Material for this task.
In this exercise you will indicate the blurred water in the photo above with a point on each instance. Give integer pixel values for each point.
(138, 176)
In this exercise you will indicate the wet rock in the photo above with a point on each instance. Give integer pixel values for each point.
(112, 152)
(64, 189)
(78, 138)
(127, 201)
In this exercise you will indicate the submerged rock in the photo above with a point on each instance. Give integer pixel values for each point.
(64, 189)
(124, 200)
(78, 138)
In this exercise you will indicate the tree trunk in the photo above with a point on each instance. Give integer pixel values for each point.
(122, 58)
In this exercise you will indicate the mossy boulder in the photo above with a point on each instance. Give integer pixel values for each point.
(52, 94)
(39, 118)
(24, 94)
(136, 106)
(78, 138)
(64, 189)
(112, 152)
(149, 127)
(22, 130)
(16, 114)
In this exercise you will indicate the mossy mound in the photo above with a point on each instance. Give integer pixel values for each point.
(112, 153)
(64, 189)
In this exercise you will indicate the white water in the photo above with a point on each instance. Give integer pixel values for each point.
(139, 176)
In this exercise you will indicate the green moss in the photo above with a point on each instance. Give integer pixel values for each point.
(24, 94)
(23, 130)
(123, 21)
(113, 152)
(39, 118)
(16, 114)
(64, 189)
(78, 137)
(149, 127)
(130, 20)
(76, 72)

Requirements. Rewrite all of the material above line for line, keeping every line without coordinates unchanged. Multiply each point coordinate in the answers by 1.55 and round to the nearest whole number, with halves rounded up.

Response below.
In this exercise you will indicate the blurred water in the photo above with a point on each instance. Give integer pixel values for each point.
(214, 273)
In this exercise you will indicate the wet rock in the photo above with a point on each instance. Give integer pixel values for each point.
(174, 236)
(99, 293)
(121, 214)
(197, 312)
In this exercise you will indicate the submerged rock in the photo above with a point on each instance. Give integer pixel values for each point.
(99, 293)
(192, 310)
(121, 214)
In this exercise you will indicate the tree trunk in the photo above with a point on each instance. Give integer pixel values for each point.
(189, 90)
In this exercise you will indicate the mossy boulder in the photo above with a point on each instance. Give integer pixel values for each point.
(81, 146)
(60, 183)
(37, 146)
(211, 164)
(121, 214)
(99, 293)
(174, 236)
(231, 197)
(34, 202)
(25, 177)
In this exercise you will indicate the mossy mound in the photo above with a point on each instance. Give integer pixel values for each point.
(174, 237)
(99, 293)
In this exercise you will indicate the white water in the photo above with a point on each instance. Give integer pixel values for each point.
(215, 273)
In this exercise you will indicate the green moss in the photo above with a point on each instance. Give integer pixel values for each point.
(37, 146)
(36, 202)
(191, 33)
(175, 236)
(60, 183)
(25, 177)
(99, 293)
(121, 212)
(231, 197)
(202, 31)
(118, 112)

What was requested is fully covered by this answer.